*** SUPPLIED DATA Section Begins ***

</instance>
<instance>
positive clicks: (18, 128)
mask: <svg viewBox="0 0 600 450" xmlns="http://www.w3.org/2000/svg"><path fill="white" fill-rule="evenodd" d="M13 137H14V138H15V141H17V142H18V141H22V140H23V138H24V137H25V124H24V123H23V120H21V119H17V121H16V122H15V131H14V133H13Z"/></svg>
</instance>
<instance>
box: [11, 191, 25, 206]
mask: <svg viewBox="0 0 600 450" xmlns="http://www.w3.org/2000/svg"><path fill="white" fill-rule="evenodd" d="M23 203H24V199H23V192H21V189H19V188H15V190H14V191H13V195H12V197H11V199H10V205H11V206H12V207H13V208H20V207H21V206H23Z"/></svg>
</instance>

*** SUPPLIED DATA Section Ends ***

#### TO DO
Reproduce every line above without error.

#### YOUR RESPONSE
</instance>
<instance>
positive clicks: (18, 128)
mask: <svg viewBox="0 0 600 450" xmlns="http://www.w3.org/2000/svg"><path fill="white" fill-rule="evenodd" d="M13 137H14V138H15V141H17V142H18V141H22V140H23V138H24V137H25V124H24V123H23V120H21V119H17V121H16V122H15V131H14V133H13Z"/></svg>
</instance>
<instance>
box: [11, 191, 25, 206]
mask: <svg viewBox="0 0 600 450" xmlns="http://www.w3.org/2000/svg"><path fill="white" fill-rule="evenodd" d="M23 203H24V199H23V192H21V189H19V188H15V190H14V191H13V195H12V197H11V199H10V205H11V206H12V207H13V208H20V207H21V206H23Z"/></svg>
</instance>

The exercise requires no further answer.